→ PROBLEM: Update the lines starting with the one that contains "Reviewer note: every instance of the lawn in" and going on through the one that contains "(1093, 511)", replacing "keypoint" with "marker" and keeping all other text the same. Return only those lines.
══ RECORDS FOR THIS TASK ══
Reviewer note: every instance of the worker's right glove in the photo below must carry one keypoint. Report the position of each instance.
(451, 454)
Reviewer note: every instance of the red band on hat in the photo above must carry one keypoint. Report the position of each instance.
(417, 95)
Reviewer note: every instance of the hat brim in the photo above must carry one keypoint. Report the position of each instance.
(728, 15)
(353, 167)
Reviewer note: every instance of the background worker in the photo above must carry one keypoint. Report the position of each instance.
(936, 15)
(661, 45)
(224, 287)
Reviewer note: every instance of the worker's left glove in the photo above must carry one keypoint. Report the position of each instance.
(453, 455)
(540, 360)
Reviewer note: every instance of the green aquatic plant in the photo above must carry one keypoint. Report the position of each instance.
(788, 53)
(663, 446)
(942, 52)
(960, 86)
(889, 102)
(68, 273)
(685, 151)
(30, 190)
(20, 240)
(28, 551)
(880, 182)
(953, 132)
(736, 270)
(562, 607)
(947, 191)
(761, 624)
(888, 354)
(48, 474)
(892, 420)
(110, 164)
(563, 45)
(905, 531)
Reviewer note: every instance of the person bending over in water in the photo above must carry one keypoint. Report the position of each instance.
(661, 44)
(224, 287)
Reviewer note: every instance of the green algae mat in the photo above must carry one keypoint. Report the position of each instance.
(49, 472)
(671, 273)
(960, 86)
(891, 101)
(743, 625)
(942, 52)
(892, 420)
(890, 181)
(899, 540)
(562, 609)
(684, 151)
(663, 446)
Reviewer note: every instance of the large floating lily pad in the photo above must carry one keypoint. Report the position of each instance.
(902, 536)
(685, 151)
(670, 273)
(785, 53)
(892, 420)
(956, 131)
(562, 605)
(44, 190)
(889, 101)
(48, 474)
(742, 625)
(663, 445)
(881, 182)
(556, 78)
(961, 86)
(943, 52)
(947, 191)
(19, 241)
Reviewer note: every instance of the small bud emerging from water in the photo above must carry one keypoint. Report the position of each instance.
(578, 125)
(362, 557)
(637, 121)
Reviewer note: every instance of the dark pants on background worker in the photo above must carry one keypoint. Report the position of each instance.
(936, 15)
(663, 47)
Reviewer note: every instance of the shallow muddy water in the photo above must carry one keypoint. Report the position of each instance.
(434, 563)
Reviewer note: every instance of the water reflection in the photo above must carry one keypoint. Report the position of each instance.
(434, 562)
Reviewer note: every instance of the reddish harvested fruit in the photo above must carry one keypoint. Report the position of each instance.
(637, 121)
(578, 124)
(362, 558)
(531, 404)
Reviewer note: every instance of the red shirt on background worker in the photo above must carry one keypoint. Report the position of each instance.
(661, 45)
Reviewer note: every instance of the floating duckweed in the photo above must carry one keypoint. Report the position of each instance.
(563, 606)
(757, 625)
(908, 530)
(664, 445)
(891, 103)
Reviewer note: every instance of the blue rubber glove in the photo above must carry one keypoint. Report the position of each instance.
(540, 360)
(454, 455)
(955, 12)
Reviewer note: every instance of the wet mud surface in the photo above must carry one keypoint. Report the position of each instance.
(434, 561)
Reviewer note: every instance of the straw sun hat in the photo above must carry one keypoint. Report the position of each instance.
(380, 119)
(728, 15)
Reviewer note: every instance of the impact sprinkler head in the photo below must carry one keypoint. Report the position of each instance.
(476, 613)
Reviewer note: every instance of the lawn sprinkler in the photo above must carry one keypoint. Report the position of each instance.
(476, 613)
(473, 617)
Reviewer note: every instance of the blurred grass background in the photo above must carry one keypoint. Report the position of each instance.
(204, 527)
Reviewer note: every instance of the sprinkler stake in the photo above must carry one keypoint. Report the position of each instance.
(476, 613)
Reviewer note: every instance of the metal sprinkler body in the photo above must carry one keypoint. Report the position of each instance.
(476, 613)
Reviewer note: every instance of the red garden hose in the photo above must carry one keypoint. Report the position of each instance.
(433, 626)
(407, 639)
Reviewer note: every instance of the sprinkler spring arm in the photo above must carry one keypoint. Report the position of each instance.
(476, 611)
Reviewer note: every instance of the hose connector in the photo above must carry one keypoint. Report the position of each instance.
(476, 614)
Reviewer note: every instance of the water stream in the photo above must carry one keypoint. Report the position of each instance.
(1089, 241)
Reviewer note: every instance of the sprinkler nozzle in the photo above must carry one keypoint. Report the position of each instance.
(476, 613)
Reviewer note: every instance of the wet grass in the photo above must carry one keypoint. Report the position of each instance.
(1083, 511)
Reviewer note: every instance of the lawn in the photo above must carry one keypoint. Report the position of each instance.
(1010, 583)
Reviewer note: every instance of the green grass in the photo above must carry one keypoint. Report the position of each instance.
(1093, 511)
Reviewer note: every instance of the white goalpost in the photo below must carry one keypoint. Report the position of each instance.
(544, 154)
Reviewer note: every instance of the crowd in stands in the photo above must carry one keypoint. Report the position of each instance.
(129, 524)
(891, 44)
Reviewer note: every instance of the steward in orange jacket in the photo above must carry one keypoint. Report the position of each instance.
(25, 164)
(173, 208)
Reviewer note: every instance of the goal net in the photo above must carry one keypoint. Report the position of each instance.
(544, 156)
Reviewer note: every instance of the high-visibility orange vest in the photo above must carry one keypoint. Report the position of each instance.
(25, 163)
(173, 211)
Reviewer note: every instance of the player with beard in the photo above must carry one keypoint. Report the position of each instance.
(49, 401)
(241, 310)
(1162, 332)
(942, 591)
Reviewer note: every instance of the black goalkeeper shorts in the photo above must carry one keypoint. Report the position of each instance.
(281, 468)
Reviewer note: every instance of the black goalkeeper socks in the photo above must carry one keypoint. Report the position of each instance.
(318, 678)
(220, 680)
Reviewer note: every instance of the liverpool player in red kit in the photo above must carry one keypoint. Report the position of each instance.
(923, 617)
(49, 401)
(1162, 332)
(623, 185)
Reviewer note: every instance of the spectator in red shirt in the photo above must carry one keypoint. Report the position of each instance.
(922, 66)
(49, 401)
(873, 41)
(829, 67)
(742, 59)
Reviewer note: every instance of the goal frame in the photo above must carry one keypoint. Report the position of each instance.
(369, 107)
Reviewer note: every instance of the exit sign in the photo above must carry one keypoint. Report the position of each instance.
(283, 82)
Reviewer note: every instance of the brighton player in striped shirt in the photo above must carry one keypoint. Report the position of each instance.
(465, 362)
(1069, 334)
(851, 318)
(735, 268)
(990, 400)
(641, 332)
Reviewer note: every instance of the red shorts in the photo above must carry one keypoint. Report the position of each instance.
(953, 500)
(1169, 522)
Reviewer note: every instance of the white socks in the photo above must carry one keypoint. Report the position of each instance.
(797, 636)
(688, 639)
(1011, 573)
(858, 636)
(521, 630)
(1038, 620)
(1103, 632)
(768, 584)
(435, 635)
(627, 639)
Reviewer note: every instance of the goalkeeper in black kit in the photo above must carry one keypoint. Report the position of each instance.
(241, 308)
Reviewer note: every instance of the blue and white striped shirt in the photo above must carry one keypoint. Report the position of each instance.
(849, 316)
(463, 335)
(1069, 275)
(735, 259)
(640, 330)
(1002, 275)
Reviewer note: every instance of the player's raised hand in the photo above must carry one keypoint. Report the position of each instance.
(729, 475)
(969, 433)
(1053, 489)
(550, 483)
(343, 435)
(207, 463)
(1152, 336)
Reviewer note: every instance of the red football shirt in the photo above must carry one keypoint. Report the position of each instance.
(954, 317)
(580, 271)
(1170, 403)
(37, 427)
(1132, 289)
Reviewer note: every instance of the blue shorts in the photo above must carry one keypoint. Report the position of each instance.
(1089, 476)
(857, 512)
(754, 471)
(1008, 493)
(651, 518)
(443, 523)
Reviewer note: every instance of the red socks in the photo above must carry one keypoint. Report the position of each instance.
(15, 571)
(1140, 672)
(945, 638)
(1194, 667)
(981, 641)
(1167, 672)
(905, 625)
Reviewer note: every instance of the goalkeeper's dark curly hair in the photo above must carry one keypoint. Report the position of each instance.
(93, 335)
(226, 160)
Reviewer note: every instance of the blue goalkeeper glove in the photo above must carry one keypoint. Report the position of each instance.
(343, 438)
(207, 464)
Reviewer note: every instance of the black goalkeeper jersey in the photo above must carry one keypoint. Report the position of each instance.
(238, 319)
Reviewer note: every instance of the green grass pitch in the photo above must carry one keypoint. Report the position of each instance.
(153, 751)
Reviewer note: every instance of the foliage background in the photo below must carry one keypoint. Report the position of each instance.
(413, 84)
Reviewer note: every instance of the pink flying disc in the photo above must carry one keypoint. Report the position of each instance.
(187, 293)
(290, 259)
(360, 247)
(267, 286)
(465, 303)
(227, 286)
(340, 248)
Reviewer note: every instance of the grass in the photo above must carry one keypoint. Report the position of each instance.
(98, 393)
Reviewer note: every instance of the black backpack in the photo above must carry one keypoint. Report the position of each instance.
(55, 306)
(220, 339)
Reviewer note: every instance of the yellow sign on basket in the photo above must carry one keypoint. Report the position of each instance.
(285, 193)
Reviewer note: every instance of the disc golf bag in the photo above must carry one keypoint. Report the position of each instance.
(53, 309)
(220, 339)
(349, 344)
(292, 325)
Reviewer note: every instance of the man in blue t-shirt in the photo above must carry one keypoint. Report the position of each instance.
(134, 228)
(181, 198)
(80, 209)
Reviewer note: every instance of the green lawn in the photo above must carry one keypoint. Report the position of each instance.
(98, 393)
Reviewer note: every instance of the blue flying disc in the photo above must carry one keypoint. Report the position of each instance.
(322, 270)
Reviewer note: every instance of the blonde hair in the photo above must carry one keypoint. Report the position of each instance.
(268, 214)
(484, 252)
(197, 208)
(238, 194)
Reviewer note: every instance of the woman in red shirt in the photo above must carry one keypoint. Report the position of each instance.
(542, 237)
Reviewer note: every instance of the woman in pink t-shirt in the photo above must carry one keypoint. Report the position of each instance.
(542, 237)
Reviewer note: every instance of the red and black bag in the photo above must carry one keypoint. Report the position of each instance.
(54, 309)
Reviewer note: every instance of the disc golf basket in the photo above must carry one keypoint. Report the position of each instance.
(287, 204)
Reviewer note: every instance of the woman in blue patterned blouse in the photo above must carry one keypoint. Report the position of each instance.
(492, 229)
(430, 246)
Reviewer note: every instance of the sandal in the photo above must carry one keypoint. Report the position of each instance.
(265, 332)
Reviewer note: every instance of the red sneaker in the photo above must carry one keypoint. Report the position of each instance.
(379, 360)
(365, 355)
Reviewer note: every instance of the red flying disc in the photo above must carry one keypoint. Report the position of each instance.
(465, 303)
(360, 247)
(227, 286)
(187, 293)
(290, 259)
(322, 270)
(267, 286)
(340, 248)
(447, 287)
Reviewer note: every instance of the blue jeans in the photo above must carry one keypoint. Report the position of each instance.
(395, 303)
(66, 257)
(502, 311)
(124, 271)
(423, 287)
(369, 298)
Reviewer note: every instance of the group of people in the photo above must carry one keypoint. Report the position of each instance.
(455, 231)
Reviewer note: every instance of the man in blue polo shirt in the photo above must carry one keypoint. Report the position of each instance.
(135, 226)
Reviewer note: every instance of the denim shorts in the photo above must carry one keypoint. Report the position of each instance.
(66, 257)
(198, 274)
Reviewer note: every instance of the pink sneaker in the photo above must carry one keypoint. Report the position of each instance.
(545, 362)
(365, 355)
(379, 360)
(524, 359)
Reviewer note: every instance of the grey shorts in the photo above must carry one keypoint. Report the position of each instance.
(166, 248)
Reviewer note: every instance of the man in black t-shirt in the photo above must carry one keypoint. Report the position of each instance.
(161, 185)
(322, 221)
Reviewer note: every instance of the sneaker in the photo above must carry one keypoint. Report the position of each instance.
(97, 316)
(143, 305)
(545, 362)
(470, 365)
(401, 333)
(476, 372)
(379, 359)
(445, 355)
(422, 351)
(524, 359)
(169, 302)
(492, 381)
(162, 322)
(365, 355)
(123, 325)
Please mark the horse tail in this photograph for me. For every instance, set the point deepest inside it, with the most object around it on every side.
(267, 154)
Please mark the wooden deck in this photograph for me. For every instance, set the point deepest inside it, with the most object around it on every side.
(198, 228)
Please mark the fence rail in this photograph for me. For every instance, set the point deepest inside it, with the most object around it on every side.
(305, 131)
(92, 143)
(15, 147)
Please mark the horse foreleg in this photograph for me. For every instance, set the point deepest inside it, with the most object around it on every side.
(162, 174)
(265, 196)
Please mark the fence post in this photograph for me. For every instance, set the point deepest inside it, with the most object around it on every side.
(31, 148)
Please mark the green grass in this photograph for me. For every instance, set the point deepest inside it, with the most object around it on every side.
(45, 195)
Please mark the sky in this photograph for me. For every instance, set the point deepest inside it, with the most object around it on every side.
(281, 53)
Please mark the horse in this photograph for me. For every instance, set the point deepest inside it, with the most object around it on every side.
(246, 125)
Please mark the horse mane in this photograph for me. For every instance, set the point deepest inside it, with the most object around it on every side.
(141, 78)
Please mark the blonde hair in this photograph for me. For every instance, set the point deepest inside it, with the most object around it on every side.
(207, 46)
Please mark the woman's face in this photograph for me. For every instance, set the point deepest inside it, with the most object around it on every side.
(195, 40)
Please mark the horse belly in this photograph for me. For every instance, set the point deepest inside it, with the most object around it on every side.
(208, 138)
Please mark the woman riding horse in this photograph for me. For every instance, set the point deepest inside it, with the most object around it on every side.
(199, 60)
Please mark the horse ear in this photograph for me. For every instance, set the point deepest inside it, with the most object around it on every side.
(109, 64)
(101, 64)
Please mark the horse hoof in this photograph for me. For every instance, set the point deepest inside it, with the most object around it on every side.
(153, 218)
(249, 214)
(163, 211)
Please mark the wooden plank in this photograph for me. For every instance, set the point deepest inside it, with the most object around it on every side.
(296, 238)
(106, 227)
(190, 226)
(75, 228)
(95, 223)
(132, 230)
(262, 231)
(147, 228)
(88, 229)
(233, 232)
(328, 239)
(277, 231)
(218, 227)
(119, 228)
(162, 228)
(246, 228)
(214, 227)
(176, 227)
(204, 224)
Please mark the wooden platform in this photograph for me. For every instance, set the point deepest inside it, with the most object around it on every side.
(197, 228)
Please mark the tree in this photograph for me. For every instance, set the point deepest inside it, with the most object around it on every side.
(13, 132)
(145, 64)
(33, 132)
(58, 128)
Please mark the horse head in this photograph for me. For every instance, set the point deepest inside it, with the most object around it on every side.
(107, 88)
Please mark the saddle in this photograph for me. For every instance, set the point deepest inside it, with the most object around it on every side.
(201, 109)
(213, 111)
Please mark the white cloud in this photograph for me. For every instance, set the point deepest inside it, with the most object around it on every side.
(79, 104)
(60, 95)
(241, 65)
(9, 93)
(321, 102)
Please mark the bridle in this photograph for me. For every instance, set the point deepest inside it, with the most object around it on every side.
═══
→ SOLUTION FOR THIS TASK:
Reviewer note: every instance of the lawn in the photo above must carry one marker. Report the position of each instance.
(1010, 583)
Reviewer note: every instance of the green grass in the photo above must carry one marker. Report the position of each instance.
(1093, 511)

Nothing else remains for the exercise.